WRITTEN INSTRUCTION: Copy out each of the lines below word for word, changing nothing.

Begin WORKING DATA

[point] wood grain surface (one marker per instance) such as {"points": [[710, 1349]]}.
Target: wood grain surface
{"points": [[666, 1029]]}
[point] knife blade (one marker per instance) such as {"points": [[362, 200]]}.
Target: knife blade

End WORKING DATA

WRITTEN RESPONSE:
[point] wood grain surface (one marker per instance) such as {"points": [[710, 1349]]}.
Target: wood grain surface
{"points": [[666, 1029]]}
[point] knife blade (one marker per instance) such as {"points": [[362, 200]]}.
Target: knife blade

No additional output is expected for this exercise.